Short exercise: Copy the records below word for word, starting at the very beginning and ending with the line that contains "<point>344,213</point>", including that line.
— Start Exercise data —
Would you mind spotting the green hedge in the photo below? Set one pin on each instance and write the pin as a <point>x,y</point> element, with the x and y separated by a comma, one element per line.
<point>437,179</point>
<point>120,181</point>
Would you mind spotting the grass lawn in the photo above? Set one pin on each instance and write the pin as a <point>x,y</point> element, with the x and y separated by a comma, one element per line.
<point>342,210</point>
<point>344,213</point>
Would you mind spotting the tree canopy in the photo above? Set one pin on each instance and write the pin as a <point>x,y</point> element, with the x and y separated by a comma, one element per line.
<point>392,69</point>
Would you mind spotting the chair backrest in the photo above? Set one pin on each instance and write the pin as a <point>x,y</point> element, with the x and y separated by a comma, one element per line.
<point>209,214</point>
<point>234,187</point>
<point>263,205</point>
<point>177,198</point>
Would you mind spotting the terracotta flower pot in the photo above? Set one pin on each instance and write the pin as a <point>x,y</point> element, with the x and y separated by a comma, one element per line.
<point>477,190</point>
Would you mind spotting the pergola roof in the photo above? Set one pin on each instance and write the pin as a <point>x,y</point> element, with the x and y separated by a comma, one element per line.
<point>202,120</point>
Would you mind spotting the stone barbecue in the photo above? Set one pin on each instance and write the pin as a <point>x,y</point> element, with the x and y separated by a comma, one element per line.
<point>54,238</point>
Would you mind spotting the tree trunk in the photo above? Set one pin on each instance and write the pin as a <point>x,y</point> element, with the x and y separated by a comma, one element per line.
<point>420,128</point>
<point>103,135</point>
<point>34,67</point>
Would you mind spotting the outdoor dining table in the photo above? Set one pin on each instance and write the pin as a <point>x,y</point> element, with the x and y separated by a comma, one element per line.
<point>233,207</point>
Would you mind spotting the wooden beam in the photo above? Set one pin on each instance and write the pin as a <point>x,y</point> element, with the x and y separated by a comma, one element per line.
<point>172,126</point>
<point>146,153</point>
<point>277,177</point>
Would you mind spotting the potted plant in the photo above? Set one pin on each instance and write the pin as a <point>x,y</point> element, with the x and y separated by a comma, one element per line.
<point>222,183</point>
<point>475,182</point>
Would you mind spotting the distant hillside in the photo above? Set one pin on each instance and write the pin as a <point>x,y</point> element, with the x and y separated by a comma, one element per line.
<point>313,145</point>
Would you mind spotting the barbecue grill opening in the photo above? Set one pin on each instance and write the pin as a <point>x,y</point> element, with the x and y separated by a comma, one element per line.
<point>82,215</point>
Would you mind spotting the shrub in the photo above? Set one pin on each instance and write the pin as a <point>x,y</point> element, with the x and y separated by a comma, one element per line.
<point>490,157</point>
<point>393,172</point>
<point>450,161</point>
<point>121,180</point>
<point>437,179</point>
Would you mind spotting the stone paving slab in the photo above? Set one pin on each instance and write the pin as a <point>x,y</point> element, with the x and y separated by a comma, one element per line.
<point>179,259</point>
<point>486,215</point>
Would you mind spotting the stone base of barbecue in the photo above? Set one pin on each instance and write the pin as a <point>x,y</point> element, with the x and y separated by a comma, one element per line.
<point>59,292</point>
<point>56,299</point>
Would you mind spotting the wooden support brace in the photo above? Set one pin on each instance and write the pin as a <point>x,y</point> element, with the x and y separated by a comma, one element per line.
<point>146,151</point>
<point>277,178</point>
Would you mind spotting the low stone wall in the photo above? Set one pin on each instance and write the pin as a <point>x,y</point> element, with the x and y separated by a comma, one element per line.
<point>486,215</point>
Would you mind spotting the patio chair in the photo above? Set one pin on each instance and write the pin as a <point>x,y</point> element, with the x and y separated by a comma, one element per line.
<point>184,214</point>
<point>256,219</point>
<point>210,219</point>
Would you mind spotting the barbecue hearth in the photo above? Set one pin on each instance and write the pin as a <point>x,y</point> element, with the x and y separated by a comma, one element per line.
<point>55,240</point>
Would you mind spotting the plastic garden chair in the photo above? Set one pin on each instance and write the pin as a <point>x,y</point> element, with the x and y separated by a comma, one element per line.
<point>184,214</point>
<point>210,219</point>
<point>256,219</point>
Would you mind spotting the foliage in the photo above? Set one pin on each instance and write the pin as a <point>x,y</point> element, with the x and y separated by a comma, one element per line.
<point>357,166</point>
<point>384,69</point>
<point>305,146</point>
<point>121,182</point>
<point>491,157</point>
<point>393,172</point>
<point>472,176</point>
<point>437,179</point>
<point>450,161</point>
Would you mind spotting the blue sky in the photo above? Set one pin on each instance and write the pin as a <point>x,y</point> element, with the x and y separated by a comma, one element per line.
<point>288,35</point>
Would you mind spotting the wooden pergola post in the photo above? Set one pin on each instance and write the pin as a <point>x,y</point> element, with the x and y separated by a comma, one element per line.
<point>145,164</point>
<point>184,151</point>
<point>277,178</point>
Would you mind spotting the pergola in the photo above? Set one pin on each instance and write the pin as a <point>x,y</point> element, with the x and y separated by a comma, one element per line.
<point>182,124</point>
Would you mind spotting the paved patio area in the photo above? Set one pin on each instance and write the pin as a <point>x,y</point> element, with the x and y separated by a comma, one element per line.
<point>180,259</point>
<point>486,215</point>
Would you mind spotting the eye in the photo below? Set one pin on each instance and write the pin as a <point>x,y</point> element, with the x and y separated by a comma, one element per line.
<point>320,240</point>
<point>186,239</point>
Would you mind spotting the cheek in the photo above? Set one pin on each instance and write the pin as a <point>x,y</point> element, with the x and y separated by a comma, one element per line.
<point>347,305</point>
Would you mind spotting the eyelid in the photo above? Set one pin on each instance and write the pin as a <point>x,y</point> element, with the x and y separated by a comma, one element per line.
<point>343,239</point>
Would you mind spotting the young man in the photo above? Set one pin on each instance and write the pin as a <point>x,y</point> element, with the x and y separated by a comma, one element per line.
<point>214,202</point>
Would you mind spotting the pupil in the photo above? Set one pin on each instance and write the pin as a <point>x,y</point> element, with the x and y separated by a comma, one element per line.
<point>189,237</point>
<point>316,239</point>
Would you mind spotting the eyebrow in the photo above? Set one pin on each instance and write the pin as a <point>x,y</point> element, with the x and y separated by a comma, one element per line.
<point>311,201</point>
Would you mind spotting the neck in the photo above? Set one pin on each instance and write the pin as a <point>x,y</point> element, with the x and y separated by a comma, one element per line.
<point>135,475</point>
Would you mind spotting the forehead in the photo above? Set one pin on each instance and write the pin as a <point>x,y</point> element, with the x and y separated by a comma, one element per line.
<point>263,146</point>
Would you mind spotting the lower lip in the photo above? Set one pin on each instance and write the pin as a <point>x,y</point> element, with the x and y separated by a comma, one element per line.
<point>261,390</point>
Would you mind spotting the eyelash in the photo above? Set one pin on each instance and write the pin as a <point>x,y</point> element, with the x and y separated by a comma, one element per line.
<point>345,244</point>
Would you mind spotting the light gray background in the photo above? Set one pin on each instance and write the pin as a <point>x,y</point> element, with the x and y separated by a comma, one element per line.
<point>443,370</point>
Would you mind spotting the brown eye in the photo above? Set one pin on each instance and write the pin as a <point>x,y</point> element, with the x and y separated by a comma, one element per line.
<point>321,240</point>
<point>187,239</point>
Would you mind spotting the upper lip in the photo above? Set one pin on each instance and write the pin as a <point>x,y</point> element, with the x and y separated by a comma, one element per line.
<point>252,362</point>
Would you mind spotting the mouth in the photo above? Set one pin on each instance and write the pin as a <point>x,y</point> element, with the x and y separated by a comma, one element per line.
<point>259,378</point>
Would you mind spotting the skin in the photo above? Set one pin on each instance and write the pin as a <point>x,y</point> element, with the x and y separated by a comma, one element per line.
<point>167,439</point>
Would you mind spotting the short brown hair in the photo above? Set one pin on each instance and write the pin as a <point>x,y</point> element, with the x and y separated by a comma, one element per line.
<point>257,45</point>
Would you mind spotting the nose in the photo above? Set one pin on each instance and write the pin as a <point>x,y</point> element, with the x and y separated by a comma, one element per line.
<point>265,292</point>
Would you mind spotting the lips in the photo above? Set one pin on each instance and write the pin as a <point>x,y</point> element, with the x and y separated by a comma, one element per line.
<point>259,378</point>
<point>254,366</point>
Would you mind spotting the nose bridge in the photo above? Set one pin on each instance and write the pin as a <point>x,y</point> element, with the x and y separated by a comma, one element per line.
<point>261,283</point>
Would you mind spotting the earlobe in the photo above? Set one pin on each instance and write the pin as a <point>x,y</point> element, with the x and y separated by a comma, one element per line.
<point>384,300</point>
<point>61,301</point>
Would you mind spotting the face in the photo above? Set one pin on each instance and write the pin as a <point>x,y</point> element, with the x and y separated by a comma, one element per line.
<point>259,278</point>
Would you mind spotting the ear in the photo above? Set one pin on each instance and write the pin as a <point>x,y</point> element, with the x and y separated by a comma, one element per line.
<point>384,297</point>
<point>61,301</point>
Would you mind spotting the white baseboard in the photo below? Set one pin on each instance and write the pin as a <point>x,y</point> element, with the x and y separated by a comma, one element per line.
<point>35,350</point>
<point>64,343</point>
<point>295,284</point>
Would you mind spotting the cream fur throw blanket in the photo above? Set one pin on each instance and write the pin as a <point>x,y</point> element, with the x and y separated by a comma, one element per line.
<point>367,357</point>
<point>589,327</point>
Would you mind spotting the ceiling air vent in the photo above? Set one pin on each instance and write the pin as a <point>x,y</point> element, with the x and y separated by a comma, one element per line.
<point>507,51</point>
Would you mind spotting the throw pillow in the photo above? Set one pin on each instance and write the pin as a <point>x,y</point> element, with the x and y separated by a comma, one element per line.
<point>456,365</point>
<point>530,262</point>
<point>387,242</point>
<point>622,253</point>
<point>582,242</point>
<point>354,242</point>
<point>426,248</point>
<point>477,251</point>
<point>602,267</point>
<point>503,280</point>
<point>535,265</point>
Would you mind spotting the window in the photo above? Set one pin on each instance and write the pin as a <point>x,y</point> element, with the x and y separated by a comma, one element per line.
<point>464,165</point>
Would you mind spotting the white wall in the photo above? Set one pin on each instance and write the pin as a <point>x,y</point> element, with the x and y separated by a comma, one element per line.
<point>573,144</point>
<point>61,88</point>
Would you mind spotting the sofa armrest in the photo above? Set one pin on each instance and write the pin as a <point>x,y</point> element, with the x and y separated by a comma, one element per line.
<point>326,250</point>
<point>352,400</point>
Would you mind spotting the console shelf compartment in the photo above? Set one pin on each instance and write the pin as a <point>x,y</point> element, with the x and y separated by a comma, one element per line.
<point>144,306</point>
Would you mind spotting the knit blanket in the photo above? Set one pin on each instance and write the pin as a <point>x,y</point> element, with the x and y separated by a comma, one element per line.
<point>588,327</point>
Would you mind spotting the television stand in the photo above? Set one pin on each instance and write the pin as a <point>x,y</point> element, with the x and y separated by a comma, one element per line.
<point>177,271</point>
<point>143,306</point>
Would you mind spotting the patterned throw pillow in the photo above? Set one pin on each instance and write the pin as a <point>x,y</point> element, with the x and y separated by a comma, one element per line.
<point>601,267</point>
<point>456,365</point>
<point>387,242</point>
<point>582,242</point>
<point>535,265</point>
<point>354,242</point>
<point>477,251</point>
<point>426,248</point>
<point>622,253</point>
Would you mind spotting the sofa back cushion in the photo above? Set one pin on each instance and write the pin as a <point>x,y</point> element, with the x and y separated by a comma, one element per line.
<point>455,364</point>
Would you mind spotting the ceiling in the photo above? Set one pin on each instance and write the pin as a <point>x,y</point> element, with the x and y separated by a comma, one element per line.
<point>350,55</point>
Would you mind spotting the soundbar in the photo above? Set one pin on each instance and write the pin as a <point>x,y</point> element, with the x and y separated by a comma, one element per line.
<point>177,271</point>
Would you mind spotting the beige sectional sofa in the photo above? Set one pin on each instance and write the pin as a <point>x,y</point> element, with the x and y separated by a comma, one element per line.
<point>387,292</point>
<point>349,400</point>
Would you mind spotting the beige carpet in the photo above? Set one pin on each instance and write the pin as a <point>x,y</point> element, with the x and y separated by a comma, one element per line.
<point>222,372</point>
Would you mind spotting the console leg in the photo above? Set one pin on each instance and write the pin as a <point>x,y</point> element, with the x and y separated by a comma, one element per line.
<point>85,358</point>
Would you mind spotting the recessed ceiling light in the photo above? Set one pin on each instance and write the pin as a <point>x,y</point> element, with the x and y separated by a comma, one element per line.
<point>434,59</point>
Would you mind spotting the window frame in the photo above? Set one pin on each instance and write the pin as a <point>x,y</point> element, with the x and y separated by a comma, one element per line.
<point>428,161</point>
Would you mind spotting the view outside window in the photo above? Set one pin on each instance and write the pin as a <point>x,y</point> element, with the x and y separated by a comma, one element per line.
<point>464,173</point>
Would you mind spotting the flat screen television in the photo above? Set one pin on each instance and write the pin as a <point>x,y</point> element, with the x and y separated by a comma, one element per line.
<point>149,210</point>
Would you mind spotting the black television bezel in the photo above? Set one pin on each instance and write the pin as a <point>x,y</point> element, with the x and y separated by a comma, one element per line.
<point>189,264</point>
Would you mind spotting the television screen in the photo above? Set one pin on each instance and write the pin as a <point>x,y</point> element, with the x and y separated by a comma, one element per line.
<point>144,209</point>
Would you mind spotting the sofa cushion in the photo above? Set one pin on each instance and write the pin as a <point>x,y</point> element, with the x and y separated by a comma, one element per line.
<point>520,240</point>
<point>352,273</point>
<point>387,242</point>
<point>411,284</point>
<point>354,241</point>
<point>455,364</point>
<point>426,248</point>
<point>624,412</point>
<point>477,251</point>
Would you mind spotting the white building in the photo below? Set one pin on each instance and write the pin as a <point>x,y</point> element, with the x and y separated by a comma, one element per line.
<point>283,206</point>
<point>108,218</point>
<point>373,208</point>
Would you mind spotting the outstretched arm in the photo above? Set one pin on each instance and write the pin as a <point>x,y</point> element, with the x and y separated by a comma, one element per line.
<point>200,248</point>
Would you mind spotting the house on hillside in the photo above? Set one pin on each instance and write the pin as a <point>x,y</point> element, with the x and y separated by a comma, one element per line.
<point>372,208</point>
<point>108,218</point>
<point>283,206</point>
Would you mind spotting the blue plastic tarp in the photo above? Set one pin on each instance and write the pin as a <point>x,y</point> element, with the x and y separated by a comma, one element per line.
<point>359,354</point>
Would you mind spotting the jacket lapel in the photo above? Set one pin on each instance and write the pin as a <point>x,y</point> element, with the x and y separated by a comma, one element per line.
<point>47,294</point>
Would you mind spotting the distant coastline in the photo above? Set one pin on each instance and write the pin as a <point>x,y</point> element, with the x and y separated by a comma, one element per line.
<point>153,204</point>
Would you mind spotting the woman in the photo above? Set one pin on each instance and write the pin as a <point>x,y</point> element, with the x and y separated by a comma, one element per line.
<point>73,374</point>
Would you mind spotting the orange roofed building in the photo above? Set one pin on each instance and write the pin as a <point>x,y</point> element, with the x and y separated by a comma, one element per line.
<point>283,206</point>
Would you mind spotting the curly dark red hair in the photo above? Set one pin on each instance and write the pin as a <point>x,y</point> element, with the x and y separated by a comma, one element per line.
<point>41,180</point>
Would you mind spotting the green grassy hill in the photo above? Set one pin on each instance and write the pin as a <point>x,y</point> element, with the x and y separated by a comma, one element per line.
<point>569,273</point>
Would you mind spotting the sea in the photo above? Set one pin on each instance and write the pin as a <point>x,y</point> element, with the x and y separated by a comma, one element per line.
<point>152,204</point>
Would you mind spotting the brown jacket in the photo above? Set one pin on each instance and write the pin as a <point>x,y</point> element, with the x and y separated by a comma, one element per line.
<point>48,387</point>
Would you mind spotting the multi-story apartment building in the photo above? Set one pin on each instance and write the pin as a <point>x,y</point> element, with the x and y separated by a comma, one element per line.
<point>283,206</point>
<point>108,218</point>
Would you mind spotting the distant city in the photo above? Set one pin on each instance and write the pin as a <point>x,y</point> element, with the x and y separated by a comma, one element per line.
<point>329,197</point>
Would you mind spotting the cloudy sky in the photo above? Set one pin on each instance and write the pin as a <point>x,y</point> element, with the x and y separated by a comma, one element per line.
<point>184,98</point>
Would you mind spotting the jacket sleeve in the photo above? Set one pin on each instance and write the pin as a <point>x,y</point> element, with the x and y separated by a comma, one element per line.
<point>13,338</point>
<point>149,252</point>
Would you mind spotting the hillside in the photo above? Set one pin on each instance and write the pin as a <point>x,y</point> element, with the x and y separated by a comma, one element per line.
— End Exercise data —
Output of the task:
Would you mind spotting the green hedge in the photo below? Set one pin on each instance and write the pin as a <point>x,y</point> element, with the x and y separated by a comma, one element per line.
<point>437,179</point>
<point>120,181</point>
Would you mind spotting the grass lawn in the photo above? Set one pin on each instance and write the pin as a <point>x,y</point> element, with the x and y separated by a comma, one element per line.
<point>342,210</point>
<point>344,213</point>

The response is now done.